What is expected »
The answer is every line in the data below that contains the word "with".

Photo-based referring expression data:
[Start of Attachment]
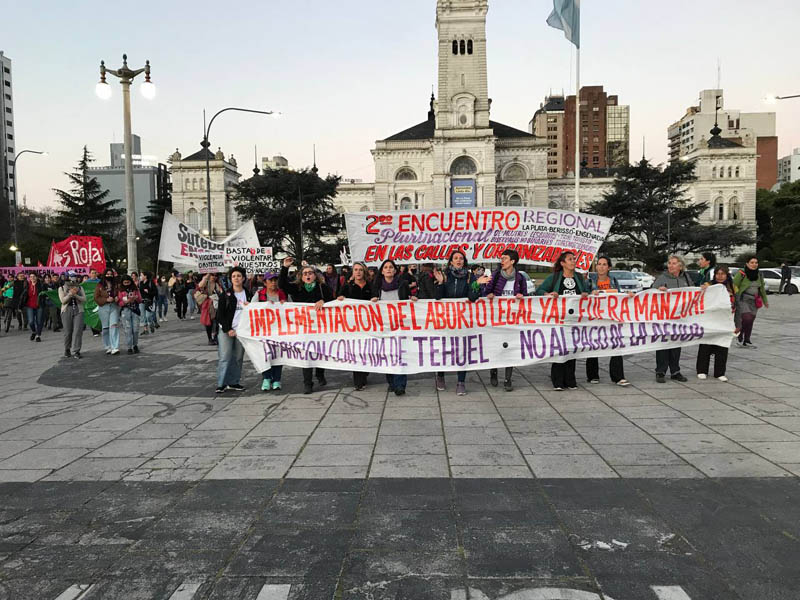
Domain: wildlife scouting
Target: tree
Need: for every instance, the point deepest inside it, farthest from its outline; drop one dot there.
(654, 218)
(278, 199)
(86, 209)
(155, 214)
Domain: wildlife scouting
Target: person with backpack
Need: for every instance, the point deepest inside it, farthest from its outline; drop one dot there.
(456, 281)
(506, 281)
(307, 290)
(674, 277)
(751, 294)
(564, 281)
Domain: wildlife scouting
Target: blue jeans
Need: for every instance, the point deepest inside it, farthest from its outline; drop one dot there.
(397, 382)
(231, 355)
(192, 305)
(35, 319)
(273, 373)
(109, 319)
(130, 324)
(162, 306)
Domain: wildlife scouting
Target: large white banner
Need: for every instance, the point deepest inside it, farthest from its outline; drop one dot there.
(182, 244)
(457, 335)
(538, 234)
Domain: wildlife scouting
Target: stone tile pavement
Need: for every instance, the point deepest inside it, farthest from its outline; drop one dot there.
(153, 417)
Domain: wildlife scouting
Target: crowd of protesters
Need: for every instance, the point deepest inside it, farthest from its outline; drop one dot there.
(131, 306)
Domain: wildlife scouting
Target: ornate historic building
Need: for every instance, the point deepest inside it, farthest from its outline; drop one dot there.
(458, 156)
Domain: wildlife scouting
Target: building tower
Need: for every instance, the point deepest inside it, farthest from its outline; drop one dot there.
(463, 86)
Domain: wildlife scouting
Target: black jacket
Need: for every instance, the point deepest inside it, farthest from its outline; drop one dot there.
(298, 292)
(352, 291)
(403, 292)
(227, 308)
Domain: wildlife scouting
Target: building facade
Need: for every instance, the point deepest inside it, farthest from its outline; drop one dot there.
(189, 202)
(789, 168)
(684, 135)
(8, 188)
(458, 156)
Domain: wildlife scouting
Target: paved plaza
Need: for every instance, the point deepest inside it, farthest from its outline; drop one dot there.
(126, 477)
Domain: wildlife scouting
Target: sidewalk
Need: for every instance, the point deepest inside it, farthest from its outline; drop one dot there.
(154, 417)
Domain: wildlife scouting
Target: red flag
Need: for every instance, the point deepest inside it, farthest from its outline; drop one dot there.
(78, 251)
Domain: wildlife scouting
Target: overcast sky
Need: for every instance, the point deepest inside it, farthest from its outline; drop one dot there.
(349, 72)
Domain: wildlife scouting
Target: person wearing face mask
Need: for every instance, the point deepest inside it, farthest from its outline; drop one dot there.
(390, 287)
(307, 290)
(358, 288)
(509, 282)
(751, 295)
(272, 294)
(72, 299)
(105, 296)
(564, 281)
(721, 276)
(674, 277)
(456, 281)
(128, 298)
(230, 350)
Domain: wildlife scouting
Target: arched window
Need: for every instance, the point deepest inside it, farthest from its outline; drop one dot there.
(463, 165)
(733, 212)
(193, 219)
(406, 174)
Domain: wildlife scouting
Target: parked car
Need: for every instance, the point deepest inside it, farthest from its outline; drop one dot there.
(646, 279)
(772, 281)
(628, 282)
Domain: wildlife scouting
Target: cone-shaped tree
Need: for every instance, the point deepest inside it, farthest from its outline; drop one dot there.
(86, 209)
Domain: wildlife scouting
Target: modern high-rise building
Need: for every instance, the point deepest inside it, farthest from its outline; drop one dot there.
(685, 134)
(605, 131)
(8, 188)
(789, 167)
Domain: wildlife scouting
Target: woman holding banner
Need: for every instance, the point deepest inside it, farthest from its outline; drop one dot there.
(358, 288)
(506, 281)
(271, 378)
(390, 287)
(105, 296)
(564, 281)
(230, 350)
(457, 281)
(306, 291)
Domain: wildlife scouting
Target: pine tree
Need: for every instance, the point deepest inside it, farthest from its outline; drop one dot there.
(86, 208)
(155, 214)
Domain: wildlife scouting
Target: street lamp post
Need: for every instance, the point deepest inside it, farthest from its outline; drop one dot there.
(16, 190)
(126, 76)
(205, 144)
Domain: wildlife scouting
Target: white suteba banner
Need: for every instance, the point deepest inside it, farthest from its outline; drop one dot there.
(181, 244)
(539, 235)
(456, 335)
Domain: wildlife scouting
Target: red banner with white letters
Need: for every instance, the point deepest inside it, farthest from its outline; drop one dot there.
(78, 251)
[End of Attachment]
Response to this task »
Target: person with backpack
Target: red banner with white letters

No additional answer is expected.